(Some rows)

______

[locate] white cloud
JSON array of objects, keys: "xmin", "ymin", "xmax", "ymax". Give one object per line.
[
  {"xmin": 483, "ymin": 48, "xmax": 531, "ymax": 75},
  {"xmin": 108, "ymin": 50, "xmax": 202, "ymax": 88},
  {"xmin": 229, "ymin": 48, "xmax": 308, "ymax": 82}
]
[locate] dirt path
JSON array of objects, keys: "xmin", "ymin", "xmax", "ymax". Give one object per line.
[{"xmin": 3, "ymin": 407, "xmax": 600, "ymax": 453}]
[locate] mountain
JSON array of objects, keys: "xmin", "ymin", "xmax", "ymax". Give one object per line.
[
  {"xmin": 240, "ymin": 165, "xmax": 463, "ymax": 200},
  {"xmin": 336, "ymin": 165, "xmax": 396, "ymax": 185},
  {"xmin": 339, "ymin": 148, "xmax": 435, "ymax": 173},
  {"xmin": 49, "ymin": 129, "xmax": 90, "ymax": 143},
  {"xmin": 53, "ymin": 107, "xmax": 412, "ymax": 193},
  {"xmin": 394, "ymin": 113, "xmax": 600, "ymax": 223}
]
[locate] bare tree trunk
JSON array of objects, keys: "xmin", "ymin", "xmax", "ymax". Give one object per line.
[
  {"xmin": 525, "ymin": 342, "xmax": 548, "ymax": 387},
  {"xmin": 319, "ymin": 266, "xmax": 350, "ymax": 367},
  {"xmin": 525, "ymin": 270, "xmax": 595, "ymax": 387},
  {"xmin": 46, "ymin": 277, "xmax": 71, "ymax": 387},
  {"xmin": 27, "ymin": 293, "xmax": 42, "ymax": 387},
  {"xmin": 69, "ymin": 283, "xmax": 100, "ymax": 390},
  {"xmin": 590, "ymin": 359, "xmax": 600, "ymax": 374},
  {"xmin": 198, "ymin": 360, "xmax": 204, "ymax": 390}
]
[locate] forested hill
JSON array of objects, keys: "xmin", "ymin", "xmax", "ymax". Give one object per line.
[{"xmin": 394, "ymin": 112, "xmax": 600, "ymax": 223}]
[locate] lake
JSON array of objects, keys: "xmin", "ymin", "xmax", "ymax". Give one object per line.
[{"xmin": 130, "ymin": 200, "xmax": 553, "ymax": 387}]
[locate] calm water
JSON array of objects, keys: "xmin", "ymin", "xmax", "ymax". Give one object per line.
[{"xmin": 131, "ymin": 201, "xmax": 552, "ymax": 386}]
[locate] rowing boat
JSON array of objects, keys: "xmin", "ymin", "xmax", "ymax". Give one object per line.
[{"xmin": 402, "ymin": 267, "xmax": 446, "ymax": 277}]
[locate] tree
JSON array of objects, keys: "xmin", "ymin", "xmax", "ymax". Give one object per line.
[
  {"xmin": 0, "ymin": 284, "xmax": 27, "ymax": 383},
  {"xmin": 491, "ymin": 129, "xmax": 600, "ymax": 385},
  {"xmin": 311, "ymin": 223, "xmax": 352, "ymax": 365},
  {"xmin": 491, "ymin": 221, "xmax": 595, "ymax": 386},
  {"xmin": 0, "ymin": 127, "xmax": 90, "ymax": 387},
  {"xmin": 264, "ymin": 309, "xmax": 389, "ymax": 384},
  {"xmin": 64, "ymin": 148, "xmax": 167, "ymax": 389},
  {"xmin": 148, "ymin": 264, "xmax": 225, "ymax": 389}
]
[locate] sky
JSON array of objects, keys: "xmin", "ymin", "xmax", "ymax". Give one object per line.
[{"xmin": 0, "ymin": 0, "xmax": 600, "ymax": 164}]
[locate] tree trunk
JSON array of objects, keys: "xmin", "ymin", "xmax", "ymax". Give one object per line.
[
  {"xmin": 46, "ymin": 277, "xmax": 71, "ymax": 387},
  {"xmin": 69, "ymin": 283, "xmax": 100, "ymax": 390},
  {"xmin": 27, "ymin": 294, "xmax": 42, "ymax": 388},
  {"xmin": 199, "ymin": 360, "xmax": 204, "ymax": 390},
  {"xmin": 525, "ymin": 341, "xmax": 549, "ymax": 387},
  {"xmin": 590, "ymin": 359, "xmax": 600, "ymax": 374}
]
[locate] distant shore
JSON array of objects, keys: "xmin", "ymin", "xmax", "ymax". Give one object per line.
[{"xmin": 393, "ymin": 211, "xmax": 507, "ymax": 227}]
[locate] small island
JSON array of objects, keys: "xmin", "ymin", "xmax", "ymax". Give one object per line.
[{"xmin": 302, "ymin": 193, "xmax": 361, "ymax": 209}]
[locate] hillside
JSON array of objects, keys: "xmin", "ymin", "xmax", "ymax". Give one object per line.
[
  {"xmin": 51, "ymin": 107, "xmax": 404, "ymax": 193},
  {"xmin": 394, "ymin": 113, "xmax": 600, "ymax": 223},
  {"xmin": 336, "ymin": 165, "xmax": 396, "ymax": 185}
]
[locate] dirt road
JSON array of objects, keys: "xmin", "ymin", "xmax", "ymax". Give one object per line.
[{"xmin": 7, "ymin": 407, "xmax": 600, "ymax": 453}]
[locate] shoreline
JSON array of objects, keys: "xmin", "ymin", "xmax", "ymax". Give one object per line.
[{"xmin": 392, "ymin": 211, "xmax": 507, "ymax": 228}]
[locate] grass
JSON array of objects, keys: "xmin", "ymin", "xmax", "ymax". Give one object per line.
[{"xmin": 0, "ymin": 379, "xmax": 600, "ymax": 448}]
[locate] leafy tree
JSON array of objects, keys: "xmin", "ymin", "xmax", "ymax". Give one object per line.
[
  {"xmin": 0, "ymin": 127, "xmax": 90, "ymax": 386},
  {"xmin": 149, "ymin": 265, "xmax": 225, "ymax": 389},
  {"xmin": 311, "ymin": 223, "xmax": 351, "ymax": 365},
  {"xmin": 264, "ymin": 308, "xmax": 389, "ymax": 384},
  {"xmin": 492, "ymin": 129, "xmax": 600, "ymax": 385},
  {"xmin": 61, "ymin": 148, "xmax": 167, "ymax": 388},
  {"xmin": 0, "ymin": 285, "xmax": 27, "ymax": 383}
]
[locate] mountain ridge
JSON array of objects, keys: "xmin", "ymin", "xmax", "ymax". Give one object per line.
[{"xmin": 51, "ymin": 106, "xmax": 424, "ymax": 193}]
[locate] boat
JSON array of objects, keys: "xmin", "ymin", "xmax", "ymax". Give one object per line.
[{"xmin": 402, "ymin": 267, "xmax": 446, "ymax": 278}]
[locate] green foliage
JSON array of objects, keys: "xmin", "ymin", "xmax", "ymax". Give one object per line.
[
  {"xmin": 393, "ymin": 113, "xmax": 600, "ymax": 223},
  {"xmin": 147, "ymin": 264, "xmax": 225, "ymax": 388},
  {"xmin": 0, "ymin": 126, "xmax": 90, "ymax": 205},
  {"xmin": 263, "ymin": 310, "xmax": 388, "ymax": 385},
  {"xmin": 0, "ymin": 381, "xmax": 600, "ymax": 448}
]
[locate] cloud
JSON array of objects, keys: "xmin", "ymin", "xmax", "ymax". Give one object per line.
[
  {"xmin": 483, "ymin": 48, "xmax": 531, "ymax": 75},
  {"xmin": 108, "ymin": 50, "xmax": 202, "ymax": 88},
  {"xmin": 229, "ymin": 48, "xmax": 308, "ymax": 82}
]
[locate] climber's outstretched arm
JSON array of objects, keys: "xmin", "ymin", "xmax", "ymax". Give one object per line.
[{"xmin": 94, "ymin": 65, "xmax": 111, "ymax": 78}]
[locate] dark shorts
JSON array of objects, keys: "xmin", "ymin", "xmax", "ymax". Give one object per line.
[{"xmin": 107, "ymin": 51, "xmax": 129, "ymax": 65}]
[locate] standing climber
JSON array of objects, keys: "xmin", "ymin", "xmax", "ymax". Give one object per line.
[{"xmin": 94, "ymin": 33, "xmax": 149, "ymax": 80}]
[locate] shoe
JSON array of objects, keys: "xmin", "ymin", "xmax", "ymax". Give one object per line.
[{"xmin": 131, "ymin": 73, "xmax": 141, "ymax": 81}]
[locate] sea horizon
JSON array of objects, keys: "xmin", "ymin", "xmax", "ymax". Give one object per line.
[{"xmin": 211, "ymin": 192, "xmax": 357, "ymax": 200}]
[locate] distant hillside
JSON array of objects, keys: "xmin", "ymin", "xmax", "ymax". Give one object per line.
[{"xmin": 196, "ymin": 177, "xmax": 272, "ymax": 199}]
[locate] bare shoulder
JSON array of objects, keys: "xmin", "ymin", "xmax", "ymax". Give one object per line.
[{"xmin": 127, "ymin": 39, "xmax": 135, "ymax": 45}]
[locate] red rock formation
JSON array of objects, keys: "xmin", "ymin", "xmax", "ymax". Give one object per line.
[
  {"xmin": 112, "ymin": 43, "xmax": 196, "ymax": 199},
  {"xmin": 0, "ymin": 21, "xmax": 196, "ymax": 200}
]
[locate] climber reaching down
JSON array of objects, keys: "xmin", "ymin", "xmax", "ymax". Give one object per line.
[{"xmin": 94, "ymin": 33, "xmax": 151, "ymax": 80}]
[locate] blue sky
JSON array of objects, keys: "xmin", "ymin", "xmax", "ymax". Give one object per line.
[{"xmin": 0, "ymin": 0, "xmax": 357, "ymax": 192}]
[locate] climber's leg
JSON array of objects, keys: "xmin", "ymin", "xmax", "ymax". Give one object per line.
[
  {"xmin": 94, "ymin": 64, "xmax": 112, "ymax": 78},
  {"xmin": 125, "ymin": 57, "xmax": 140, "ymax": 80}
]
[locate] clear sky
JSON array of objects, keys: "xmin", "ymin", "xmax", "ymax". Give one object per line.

______

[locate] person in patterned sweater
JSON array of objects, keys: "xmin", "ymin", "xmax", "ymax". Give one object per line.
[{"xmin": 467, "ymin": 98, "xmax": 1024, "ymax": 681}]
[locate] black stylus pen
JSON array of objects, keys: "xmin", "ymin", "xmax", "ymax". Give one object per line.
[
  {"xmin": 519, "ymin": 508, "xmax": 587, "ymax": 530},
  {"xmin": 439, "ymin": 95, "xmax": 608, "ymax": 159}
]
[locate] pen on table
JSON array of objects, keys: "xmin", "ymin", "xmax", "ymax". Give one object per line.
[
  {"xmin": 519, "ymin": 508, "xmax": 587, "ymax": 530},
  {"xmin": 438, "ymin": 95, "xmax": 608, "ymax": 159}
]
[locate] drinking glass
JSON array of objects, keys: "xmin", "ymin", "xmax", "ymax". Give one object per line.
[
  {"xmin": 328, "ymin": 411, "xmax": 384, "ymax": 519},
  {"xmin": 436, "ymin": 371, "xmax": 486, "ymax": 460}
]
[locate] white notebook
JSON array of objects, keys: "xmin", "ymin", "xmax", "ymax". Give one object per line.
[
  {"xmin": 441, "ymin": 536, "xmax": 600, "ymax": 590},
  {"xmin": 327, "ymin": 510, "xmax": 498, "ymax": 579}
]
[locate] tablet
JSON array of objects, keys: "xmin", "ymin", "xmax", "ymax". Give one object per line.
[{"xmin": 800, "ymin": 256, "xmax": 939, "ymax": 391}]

______

Please report how many lines in the rows above contain the word "bare", giving only the number.

2